■ WHAT TO DO: Reproduce the entries below word for word, from their first line through the line containing "[199,274,233,294]", inclusive, and set down nothing beyond that line.
• • • • •
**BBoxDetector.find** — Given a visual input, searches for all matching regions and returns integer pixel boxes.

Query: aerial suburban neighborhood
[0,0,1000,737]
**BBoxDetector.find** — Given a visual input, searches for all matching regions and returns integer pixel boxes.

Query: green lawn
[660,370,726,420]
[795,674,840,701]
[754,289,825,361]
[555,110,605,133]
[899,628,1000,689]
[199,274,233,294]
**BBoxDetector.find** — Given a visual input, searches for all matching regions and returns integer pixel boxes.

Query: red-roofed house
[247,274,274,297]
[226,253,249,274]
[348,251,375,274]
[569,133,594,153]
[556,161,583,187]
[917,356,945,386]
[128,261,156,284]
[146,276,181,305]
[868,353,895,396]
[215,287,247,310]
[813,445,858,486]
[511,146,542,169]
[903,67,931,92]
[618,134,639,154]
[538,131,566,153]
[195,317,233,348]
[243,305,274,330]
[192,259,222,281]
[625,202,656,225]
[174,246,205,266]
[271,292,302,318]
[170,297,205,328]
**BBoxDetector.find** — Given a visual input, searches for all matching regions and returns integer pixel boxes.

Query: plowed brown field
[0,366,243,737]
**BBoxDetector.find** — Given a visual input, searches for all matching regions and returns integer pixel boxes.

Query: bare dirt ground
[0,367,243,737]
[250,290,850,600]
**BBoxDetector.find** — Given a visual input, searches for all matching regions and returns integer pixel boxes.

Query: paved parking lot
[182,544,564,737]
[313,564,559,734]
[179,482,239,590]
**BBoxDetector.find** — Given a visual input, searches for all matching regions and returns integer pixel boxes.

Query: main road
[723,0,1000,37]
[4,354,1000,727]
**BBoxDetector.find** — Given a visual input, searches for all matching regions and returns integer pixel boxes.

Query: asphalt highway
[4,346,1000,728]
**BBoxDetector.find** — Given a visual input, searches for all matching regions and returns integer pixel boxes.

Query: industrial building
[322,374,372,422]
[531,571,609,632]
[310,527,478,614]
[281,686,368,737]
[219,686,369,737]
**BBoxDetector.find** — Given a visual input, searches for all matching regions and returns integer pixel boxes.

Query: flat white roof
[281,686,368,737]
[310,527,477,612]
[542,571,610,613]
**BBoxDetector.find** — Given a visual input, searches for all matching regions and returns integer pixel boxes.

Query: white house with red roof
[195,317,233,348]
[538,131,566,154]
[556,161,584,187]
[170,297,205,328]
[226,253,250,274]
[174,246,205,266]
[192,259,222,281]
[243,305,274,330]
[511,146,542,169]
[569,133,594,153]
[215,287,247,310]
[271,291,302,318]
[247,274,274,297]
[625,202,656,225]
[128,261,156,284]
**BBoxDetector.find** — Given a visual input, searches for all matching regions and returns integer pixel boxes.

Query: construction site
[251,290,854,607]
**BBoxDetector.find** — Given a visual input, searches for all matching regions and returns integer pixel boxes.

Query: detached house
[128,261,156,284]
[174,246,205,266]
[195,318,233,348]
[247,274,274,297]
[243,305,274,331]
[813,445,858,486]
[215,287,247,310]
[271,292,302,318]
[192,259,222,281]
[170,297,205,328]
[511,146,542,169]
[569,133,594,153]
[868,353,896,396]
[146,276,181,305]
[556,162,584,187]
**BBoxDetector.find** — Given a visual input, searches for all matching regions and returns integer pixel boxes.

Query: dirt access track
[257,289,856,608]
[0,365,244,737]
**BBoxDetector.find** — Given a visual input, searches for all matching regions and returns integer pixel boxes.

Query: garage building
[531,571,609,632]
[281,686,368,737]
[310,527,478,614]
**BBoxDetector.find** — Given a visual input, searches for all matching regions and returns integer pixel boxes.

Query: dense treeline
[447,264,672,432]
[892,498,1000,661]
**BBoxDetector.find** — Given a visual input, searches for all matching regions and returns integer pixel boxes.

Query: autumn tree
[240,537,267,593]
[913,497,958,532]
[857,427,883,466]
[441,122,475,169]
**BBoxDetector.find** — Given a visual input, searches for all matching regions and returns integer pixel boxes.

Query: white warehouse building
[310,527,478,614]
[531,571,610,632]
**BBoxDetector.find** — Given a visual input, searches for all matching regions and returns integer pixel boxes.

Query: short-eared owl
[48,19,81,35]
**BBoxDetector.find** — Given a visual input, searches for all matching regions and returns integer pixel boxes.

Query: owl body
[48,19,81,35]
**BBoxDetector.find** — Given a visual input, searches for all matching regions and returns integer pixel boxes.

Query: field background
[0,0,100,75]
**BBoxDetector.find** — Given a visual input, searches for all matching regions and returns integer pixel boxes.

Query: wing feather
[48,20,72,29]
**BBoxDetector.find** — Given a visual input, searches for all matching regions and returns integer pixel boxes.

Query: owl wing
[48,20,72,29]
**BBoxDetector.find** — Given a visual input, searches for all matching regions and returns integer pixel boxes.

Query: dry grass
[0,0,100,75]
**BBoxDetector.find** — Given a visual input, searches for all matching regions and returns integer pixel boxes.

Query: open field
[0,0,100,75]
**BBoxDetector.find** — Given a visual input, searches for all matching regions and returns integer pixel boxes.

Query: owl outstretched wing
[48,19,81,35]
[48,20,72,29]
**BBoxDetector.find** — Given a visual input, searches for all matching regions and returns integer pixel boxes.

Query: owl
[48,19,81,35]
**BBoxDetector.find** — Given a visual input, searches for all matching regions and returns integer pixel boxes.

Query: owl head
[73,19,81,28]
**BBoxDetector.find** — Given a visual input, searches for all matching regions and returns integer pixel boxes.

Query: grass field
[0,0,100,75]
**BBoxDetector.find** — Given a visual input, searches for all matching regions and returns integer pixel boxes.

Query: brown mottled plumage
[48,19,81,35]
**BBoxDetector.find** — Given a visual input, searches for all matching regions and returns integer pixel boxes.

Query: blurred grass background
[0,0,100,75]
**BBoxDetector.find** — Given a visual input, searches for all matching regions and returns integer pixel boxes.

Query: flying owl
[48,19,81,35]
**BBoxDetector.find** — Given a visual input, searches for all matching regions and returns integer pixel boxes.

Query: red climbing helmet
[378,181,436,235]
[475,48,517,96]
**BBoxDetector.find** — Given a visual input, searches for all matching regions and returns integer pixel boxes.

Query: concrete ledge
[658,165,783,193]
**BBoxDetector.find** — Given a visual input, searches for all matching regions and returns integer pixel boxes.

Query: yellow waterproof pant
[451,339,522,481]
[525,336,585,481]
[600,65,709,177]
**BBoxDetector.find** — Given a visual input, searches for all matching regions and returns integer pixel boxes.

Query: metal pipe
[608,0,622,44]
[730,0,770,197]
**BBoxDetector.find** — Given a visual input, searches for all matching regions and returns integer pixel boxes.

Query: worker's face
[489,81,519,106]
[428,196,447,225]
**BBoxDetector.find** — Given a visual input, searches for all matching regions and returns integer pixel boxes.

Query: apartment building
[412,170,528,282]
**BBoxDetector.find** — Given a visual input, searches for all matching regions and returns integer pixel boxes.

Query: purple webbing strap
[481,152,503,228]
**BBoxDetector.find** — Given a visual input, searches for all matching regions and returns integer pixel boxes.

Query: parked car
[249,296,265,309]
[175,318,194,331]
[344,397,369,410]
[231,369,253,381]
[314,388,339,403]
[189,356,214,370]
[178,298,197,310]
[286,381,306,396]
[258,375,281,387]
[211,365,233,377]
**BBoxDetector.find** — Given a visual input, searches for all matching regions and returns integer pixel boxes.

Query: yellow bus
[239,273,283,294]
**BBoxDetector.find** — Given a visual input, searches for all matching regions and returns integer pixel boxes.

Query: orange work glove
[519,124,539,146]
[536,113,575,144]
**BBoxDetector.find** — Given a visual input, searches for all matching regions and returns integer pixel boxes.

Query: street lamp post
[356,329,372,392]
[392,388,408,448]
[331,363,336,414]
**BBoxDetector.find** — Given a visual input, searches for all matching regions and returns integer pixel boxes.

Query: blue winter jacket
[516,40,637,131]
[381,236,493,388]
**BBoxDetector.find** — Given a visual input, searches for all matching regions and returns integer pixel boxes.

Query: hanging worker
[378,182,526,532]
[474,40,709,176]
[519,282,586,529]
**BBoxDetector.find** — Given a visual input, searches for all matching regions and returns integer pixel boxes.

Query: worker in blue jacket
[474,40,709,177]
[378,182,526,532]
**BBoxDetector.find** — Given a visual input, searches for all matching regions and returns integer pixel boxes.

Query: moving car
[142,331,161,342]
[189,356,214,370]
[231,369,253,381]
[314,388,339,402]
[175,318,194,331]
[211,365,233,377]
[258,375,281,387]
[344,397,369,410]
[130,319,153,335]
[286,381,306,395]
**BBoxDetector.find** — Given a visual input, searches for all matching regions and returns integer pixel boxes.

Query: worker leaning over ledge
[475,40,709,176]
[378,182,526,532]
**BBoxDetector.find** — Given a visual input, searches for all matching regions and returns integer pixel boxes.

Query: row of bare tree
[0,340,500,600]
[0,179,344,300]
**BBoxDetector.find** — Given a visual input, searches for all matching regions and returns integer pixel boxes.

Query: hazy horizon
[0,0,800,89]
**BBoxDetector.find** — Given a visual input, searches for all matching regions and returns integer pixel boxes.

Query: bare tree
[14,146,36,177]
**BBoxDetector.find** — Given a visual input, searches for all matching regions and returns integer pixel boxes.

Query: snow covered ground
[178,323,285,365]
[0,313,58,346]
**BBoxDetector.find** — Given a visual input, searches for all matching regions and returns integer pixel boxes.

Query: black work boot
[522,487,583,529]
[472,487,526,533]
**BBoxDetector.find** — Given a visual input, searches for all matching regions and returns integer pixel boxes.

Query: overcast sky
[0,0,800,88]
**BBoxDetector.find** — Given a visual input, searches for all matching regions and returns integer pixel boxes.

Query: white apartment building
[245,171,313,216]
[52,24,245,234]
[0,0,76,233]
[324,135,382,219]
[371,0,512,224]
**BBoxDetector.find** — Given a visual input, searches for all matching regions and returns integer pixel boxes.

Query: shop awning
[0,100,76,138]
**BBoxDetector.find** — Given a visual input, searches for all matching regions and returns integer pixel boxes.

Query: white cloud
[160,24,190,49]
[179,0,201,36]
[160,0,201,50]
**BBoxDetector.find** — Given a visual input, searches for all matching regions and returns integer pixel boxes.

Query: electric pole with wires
• • • • •
■ THE OUTPUT:
**BBoxDetector.find** — Given a visual input, searches for all matching regions and returns integer pixel boxes.

Query: aerial suburban neighborhood
[0,0,1000,737]
**BBoxDetector.find** — Given a visual input, searches for all matching regions and returns integer pixel boxes.

Query: green lawn
[660,370,726,420]
[795,674,840,701]
[754,289,825,361]
[555,110,605,133]
[899,628,1000,689]
[199,274,233,294]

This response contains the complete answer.